Edited: and if you don’t like the double quote, change this lines:

set AppleScript’s text item delimiters to {“"”}

{“"”} to {“”}, but I think Office uses double quotes if I remember right.

Edited: I just reread Bruce’s post and it looks the same almost. Sorry about that.

gl,

Thanks to everyone for your suggestions. Ultimately I went with Adam Bell’s example.

Final code below (now with extra exciting comments!)


on open theFiles
	
	set eol to "\n" as string
	
	repeat with aFile in theFiles
		
		set item_info to the info for aFile
		set ext to name extension of item_info
		
		ignoring case
			if ext is not "CSV" then
				exit repeat
			else
				open for access aFile
				set outName to (name of item_info & ".sql") 
				tell application "Finder" 
					make new file at desktop with properties {name:outName}
					set outFile to file outName of desktop --I probably don't have to put this in the tell block, but "Meh..."
				end tell
				open for access (outFile as alias) with write permission
				set eof of the (outFile as alias) to 0
				
				set prof1 to text returned of (display dialog "Primary Professor" default answer " " buttons {"OK"} default button "OK")
				set prof2 to text returned of (display dialog "Secondary Professor" default answer " " buttons {"OK"} default button "OK")
				
				set first_pass to true
				
				repeat
					try
						set s_temp to read aFile until eol
						if first_pass is false then --The first line of the CSV file contains the category headers. We need to skip this line.
							
							set {myTID, AppleScript's text item delimiters} to {AppleScript's text item delimiters, {"\""}}
							set temp to text items of s_temp
							set temp2 to ((item 1 of temp as string) & item 3 of temp as string)
							set AppleScript's text item delimiters to {","}
							set temp to text items of temp2
																				
							set SQL_temp to {item 7 of temp, item 12 of temp, item 3 of temp, item 4 of temp, "I AGREE", item 10 of temp, item 9 of temp, item 11 of temp, item 13 of temp, item 5 of temp, item 1 of temp, item 2 of temp, item 6 of temp, prof1, prof2}
							set SQL_statement to "insert into student_records values("
							set r_count to count of items in SQL_temp
							
							repeat with i from 1 to (r_count - 1)
								set SQL_statement to SQL_statement & quoted form of item i of SQL_temp & ","
							end repeat

							set SQL_statement to SQL_statement & quoted form of item r_count of SQL_temp & ")" & return
							write SQL_statement to (outFile as alias) starting at eof
							
							set AppleScript's text item delimiters to myTID
						else
							set first_pass to false
						end if
						
					on error ErrorText number ErrorNumber
						if ErrorNumber is not equal to -39 then --Error -39 is End Of File error
							display dialog "There was an error. " & return & return & ErrorNumber & " - " & ErrorText with icon 2
						else
							display dialog "Done!" buttons {"OK"} default button "OK" giving up after 2
						end if
						exit repeat
						
					end try
					
				end repeat
				close access aFile
				close access (outFile as alias)
			end if
		end ignoring
		
	end repeat
end open

MATERIAL PROVIDED |
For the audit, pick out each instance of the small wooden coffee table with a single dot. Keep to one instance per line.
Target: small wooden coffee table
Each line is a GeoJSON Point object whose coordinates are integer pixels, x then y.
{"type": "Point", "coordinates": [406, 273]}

JOB | Rewrite the forum text starting with "Edited: and if" and going on through "Adam Bell’s example.", putting "ideas" in place of "suggestions".

RESPONSE BELOW |
Edited: and if you don’t like the double quote, change this lines:

set AppleScript’s text item delimiters to {“"”}

{“"”} to {“”}, but I think Office uses double quotes if I remember right.

Edited: I just reread Bruce’s post and it looks the same almost. Sorry about that.

gl,

Thanks to everyone for your ideas. Ultimately I went with Adam Bell’s example.